Information supplied:
----

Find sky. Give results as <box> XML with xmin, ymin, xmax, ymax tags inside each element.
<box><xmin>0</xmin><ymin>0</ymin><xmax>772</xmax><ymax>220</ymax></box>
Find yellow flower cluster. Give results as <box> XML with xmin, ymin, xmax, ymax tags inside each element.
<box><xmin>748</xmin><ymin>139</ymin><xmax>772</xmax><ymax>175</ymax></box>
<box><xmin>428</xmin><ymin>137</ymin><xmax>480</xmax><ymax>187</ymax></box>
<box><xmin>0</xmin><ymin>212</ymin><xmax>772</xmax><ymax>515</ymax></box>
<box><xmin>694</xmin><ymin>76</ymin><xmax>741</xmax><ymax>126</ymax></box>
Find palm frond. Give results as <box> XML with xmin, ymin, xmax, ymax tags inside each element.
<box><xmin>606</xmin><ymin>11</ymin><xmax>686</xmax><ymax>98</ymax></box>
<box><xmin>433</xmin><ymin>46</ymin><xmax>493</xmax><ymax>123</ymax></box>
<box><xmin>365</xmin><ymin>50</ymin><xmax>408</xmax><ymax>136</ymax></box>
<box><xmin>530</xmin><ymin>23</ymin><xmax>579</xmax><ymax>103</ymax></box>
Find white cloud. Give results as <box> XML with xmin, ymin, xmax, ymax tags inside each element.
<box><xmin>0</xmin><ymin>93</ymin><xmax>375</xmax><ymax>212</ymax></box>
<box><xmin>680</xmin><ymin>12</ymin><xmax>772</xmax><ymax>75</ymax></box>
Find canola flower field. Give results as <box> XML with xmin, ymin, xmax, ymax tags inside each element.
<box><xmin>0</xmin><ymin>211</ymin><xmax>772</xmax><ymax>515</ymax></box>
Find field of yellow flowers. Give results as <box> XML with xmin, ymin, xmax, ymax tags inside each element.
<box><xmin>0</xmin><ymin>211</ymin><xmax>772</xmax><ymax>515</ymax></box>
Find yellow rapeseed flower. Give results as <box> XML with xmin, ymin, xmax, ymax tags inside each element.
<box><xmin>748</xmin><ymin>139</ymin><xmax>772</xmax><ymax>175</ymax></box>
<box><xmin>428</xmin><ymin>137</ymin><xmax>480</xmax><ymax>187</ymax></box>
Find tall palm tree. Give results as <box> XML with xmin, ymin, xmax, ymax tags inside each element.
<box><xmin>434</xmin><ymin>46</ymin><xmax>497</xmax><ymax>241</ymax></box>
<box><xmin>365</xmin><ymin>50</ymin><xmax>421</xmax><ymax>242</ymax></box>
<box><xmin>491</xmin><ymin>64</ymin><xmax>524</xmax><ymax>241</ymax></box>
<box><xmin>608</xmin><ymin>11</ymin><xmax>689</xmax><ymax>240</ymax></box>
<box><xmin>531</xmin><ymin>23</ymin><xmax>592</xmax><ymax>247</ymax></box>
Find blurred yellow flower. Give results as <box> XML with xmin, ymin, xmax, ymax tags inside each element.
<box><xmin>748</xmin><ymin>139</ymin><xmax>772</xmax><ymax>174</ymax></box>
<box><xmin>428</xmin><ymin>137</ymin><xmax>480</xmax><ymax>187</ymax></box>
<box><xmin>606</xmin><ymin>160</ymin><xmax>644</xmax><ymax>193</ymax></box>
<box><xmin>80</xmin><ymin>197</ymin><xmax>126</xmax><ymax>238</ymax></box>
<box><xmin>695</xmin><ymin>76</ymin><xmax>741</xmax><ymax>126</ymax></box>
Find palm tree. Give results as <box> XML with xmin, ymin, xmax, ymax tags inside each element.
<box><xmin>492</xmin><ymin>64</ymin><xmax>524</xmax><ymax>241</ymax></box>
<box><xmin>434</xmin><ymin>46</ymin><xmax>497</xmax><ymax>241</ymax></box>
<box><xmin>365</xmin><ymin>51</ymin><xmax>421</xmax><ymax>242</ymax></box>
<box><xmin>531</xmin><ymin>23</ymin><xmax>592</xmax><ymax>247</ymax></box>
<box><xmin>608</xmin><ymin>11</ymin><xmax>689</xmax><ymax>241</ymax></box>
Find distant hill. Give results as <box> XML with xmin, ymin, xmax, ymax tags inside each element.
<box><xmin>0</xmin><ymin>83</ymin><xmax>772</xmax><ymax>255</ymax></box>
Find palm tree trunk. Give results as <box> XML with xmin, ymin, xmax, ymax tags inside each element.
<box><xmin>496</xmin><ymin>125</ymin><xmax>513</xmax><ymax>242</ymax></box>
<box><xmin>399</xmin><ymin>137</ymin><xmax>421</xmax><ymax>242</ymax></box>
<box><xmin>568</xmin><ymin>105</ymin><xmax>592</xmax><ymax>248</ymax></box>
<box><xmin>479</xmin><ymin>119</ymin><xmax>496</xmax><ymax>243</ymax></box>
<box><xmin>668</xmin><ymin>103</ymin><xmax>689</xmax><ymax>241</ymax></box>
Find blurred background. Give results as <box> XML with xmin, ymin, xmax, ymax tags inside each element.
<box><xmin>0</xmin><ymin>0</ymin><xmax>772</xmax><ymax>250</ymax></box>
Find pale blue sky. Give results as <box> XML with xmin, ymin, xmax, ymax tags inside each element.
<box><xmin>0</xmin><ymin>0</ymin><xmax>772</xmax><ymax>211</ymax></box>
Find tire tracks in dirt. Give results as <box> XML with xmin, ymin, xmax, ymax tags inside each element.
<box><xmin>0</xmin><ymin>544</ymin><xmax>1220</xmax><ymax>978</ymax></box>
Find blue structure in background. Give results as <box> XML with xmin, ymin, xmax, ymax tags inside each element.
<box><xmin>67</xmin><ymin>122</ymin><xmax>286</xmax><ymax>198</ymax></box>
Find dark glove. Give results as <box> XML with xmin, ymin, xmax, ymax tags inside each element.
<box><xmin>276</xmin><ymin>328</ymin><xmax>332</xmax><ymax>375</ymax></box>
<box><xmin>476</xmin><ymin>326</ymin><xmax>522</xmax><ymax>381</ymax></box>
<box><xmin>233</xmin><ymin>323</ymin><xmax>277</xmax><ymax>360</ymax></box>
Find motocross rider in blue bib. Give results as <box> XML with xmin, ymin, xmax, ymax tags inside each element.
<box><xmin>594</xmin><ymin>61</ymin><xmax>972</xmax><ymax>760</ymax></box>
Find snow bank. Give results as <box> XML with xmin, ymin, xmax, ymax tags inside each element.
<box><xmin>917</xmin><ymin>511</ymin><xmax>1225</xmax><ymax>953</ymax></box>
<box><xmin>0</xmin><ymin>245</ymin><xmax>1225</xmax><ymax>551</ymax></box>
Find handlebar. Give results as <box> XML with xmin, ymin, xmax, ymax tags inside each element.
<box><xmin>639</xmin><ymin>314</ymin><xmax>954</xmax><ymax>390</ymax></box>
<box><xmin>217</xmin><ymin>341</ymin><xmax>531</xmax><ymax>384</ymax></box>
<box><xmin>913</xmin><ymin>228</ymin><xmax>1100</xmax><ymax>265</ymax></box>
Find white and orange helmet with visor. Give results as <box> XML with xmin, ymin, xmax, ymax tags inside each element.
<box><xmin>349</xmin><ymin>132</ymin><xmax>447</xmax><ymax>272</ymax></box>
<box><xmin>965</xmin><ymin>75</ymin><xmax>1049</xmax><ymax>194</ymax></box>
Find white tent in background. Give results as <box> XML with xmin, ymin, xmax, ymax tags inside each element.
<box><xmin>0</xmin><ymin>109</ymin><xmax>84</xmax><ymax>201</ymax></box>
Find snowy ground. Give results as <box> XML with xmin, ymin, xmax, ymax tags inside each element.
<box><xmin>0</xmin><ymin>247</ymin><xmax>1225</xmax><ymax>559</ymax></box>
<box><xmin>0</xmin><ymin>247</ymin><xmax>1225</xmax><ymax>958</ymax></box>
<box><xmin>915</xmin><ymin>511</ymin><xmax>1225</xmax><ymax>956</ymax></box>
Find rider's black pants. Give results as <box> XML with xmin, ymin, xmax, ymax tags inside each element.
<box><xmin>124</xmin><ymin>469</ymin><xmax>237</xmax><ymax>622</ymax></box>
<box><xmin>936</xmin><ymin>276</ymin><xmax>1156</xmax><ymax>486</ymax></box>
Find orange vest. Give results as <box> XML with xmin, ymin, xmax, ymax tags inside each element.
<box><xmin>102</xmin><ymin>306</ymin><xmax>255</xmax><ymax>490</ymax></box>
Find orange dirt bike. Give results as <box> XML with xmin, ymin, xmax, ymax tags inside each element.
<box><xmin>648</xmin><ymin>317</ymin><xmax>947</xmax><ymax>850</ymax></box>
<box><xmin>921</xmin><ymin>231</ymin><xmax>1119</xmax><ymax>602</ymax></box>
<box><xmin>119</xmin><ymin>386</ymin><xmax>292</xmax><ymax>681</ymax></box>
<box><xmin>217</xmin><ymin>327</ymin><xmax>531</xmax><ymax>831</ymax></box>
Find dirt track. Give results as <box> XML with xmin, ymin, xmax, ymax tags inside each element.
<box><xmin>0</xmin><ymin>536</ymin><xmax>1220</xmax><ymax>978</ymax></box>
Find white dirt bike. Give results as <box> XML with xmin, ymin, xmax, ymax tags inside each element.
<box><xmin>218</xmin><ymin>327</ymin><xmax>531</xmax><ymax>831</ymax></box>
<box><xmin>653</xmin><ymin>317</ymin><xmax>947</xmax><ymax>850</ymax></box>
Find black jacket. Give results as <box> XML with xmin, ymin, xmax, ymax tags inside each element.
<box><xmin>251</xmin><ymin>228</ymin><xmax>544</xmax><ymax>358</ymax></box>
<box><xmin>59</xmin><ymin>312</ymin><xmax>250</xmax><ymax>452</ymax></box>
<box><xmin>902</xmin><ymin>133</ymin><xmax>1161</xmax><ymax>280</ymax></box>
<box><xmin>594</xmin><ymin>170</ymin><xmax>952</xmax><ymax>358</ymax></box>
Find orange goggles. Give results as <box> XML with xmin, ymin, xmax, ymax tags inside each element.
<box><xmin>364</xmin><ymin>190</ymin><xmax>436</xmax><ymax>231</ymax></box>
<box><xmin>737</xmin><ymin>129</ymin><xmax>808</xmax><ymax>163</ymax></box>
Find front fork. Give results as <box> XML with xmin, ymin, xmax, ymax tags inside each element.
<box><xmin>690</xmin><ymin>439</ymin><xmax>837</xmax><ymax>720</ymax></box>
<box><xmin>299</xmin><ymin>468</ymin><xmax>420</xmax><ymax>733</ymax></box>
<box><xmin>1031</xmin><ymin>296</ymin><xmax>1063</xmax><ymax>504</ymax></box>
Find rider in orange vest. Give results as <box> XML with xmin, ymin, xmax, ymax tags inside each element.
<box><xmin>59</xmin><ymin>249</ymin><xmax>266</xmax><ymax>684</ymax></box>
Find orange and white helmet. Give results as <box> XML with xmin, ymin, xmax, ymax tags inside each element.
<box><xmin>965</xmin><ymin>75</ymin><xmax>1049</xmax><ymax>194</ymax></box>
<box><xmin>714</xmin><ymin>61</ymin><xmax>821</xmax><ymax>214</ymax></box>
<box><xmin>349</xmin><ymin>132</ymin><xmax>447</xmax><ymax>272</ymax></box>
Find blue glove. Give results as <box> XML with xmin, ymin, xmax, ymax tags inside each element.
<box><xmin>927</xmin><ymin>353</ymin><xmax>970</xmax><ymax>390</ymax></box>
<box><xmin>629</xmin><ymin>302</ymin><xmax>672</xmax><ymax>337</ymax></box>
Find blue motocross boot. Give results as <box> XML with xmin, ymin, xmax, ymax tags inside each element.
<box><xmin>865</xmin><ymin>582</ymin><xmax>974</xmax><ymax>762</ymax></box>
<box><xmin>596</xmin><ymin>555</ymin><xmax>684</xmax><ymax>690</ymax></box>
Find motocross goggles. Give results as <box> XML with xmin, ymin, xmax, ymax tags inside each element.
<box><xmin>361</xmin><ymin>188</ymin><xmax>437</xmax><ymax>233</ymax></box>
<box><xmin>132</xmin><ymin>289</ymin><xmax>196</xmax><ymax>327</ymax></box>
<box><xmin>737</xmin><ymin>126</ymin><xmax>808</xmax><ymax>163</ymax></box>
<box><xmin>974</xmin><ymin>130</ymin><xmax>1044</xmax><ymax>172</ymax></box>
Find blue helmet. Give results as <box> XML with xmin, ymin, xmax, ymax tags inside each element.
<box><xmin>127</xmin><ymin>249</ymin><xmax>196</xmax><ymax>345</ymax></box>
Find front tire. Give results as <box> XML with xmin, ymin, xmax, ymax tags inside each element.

----

Exercise description:
Find every line in the records above that contains the word "glove", matching case exactly, and copy each such line in full.

Full solution:
Find dark glove. Give results as <box> XML with xmin, ymin, xmax, ymax tags inside each element.
Find blue glove. Give results as <box> XML with xmin, ymin, xmax, ymax tags inside each element.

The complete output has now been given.